It’s a bag of mixed feelings and reviews as politicians, analysts and industries across both media and telecommunications weigh in on the AT&T – Time Warner deal. Some have called it too big too powerful a merger, while the two companies both cite offering consumers better services as a grounded case. In an interview hosted by CNN with both Randall and Jeff, CEO’s of AT&T and Time Warner respectively, Randall inferred the fun of looking into the future of how both companies figure out the management art of innovation. It’s a contemptuous deal, and as to whether it will happen is a matter of how Regulators eventually see it – even though it’s be widely true that vertical integration has somewhat been free to happen many-a-times.
The deal suddenly has awakened the industry, and telecom companies that didn’t pay attention to this strategy are now beginning to – at least I can confirm suddenly two of such companies brewing their strategy. It confirms in the least that the mindset and strategy changes with global Telco brands like Verizon, AT&T, NTT, Telefonica and co. will lead to chains of reaction – big or small and lead to re-calibrating classes of service providers. Telecommunication native Service Providers are now very fully committed to some radically new strategies that now looks into the vertical industry landscape to reshape their positioning. Media and the Ad space just mark the early days of growth.
We have all followed how AT&T and Verizon, especially, they have in their latest actions, actively consolidated assets and capabilities in the media space, and it’s quite remarkable watching the strategy storms, formation and race to boldly neutralize the cannibalization by disruptive OTT media and the likes of Netflix. Platform business is inherently one business Telco’s didn’t look at in a complete ecological way, but now is seemingly striking a chord or two with how many perceive themselves and their play into the emerging market. This move by AT&T can make it the most powerful electronic media content and Technology Company in the world when it’s possibly ratified in a years’ time – if it is at all. They just got started with Direct TV Now, an all-new strategy to offer pure OTT like cable experience with a new twist of cross media and service interworking. Will Twitter be another potential step to realize its integrated vision for technology, media and telecommunications? Perhaps for another blog.
Service providers without any form of new business ecosystems won’t be able to truly perform and lead in the changes across all industries. This is clear by way of the strategies both AT&T and Verizon have been executing. Converging an entertainment powerhouse together with a distribution network has been tried before when Comcast bought NBC Universal, and it was part of the logic behind AOL’s 2001 merger with Time Warner. It was simply a brilliant strategy at a wrong time and thus failed to stand the test of time. AT&T however, inherits it’s strategy at a time where media diversity and exponential consumption patterns showcase the future will be streaming content. With its satellite and mobile subscribers, it can serve up Time Warner’s roster of movies and popular television programs as well as reach out to the different segments of subscribers across TW’s business to expand business.
Once upon a time we saw large scale mega acquisitions that made the headlines around horizontal industry integration as a signal of potential change in the Telco space. My feeling were those of one school of thought that felt that at the rate of OTT cannibalizing the communication services market, the pressure would be on for consolidation in the market first, before diversification. This thinking was premised on cost arbitration by way of leveraging centralized operations and improved efficiencies in business and technology management as the first leg in the series of transformation that was to hit Telco’s. Such was the trends in Europe between 2011 – 2014 which hinted the demise of roaming business, and inherently removal of a lucrative revenue source of Telco’s. This was part of a series of regulatory moves that also touted the potential for some Telco’s to start merging with others in order to “hold their space”.

Listing:
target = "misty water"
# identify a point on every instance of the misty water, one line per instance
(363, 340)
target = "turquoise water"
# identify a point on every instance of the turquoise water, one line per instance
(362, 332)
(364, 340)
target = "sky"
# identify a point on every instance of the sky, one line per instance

Directive 1:
Translate this sentence from the piece on the AT&T – Time Warner deal into Spanish: "Service providers without any form of new business ecosystems won’t be able to truly perform and lead in the changes across all industries."
Directive 2:
From the piece on the AT&T – Time Warner deal, return unchanged the part that opens with the words containing "The deal suddenly" and closes with "days of growth.".

Full response 1:
Los proveedores de servicios que carecen de cualquier forma de nuevos ecosistemas de negocio no podrán desempeñarse ni liderar verdaderamente en los cambios que se dan en todas las industrias.

Full response 2:
The deal suddenly has awakened the industry, and telecom companies that didn’t pay attention to this strategy are now beginning to – at least I can confirm suddenly two of such companies brewing their strategy. It confirms in the least that the mindset and strategy changes with global Telco brands like Verizon, AT&T, NTT, Telefonica and co. will lead to chains of reaction – big or small and lead to re-calibrating classes of service providers. Telecommunication native Service Providers are now very fully committed to some radically new strategies that now looks into the vertical industry landscape to reshape their positioning. Media and the Ad space just mark the early days of growth.